--- 本文 ---
それも初めて来た所を歩くことでものすごく強いシータ波が出るので積極的に散策して下さい

興味を持ってさえいれば若い人と同じ、興味を失ってしまえば一見記憶力が衰えたように感じるということは本当。

生きることに慣れてしまったから記憶力が衰えたように錯覚する。
これが5つめで真理だとも言われている。

マンネリ化がいかに怖いか?
灰色の点をじっと見つめていると見えなくなるという実験をしてわかり易く。
脳が存在を消してしまう。
私事で恐縮ですが結婚して14~5年経ちますが最近どうも妻の頭の中で私の存在が灰色の点に・・・、これ以上は切なくなるのでやめておきます。

遺伝子の可能性
人は99.9%同じ遺伝子を持っている。
ただ1個だけ違う、これを「スニップ(SNP)」という。
これからの社会の重要なキーワードになると思う。
変わり易いホットポイントではっきりとはわかっていないが数百万あるといわれ、これが世界中誰一人同じ人がいないという状況を作り出している。
皆固有のSNPを持っている。

今世界的にこれを調べて知っておこうという流れになっている。
これがわかれば将来の病気のリスクがわかる。
同じ癌でも何癌か、場合によっては100%の確率でなってしまうということがわかる。

今は病気になったら病院へ行くがこれはおかしい。
株価で考えればすぐわかる。
株価が下がってから株を一生懸命売っているのと同じ。
病気を治療する時代は終わった、これからは先手を打つ時代と言われだした。
間違いなく社会保障費の大幅な削減に繋がる。
現時点で全国民が遺伝子検査をすれば医療費が1/10になるという試算がある。
だからお医者さんは反対している。

特に日本は規制が厳しく遺伝子の分野では非常に遅れている。
一番進んでいるのはアメリカ、次は中国。
実際アメリカでは既に民間企業であるGoogle(正確には100%出資子会社の「23andMe」社)が$99で遺伝子検査を行っている。
自ら実際に遺伝子検査をされ、その結果を元に究極の個人情報を公開しながら講演。
病気のリスクで「痛風」とあったが調べなくてもわかっていた。
--- 対象記録 ---
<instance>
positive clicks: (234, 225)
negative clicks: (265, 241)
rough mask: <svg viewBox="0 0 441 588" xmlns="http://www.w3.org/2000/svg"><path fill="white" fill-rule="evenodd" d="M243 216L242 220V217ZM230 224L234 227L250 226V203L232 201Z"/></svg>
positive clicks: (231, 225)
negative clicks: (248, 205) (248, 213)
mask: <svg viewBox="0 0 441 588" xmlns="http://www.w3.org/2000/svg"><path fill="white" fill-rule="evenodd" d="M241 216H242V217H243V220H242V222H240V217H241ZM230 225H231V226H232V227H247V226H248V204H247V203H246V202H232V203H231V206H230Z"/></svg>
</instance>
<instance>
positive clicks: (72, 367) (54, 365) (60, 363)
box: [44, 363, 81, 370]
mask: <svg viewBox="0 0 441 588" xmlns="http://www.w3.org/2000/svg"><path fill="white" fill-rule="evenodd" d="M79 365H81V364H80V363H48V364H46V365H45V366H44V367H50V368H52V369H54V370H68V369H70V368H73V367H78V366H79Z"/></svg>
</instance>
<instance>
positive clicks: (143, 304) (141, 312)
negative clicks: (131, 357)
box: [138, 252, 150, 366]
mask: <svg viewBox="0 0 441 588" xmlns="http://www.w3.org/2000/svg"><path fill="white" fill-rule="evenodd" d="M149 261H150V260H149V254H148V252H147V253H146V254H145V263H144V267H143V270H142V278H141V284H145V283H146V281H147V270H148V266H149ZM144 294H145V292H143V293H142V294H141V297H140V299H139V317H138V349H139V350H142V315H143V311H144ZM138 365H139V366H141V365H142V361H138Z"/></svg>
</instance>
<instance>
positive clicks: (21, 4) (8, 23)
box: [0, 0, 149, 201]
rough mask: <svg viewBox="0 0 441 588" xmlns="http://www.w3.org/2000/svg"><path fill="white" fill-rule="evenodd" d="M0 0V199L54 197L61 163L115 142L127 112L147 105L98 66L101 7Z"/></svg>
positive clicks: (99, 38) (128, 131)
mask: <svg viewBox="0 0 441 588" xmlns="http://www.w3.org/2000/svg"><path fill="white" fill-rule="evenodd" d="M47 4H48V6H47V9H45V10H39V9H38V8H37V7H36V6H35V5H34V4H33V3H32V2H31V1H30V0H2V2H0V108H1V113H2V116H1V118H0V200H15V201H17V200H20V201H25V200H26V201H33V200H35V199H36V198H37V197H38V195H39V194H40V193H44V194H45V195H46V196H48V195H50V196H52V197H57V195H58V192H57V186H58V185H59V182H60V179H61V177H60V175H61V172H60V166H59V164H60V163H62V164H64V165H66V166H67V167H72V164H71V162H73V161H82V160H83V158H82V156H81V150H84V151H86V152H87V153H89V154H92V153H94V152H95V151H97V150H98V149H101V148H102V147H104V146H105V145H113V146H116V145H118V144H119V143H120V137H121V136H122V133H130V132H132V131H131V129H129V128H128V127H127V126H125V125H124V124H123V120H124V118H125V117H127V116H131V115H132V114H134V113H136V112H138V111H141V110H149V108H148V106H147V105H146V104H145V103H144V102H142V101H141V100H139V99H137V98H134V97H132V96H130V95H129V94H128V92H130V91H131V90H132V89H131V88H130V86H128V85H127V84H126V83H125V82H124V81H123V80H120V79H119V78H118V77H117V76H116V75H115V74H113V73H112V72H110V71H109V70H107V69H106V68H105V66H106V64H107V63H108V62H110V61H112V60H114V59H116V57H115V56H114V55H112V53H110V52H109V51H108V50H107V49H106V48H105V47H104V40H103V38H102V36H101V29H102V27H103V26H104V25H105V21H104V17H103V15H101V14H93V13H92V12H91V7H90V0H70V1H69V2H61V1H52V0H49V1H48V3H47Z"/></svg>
---
(作業項目 A)
本文のうち、「脳が存在を消してしまう。」という語句を含む箇所から始め、「同じ癌でも何癌か、場合によっては100%の確率でなってしまうということがわかる。」の後で終わる部分を、一字一句変えずに再掲してください。
(作業項目 B)
記憶力と遺伝子について述べた本文を、最後に示された文の次から書き継いでください。

(回答欄 A)
脳が存在を消してしまう。
私事で恐縮ですが結婚して14~5年経ちますが最近どうも妻の頭の中で私の存在が灰色の点に・・・、これ以上は切なくなるのでやめておきます。

遺伝子の可能性
人は99.9%同じ遺伝子を持っている。
ただ1個だけ違う、これを「スニップ(SNP)」という。
これからの社会の重要なキーワードになると思う。
変わり易いホットポイントではっきりとはわかっていないが数百万あるといわれ、これが世界中誰一人同じ人がいないという状況を作り出している。
皆固有のSNPを持っている。

今世界的にこれを調べて知っておこうという流れになっている。
これがわかれば将来の病気のリスクがわかる。
同じ癌でも何癌か、場合によっては100%の確率でなってしまうということがわかる。

(回答欄 B)
既に痛風だから。

遺伝子は★(1~4個)で表され、星の数で努力で何とかできるかどうかがわかる。
4個は100%努力しても無理、3個は70~80%、2個は半々と続く。

100万のSNPを調べてくれるが現在わかっているのは1万ぐらい。
ただし毎日のようにたくさん解明されていくので「今月わかったあなたの病気」いうメルマガが毎月届く。
がっかりしなくても大丈夫、「あなたがなりにくい病気」というメルマガも届きますから。
病気の遺伝子より健康の遺伝子の方がはるかに多い。
つまり遺伝子検査をして怖くなるよりは安心する要素の方が圧倒的に大きいし、どこに気を付ければ良いかがわかる。

病気以外のこともわかる。
親の出身地。
両親ともに静岡県出身とかではなく、500年前の出身地がわかる。
お酒に関しても飲むと赤くなるか、酒に強いか、酒が好きかがわかる。
ちなみに池谷先生曰く「赤くならずにお酒に強くお酒が大好きというアル中まっしぐら」だそうです。

「禿げるか」(★★★★)どうかは100%遺伝子で決まるので努力しても意味が無い。
ダイエット(★★★)も運動で痩せるか、食事制限でやせるかの2種類しかない。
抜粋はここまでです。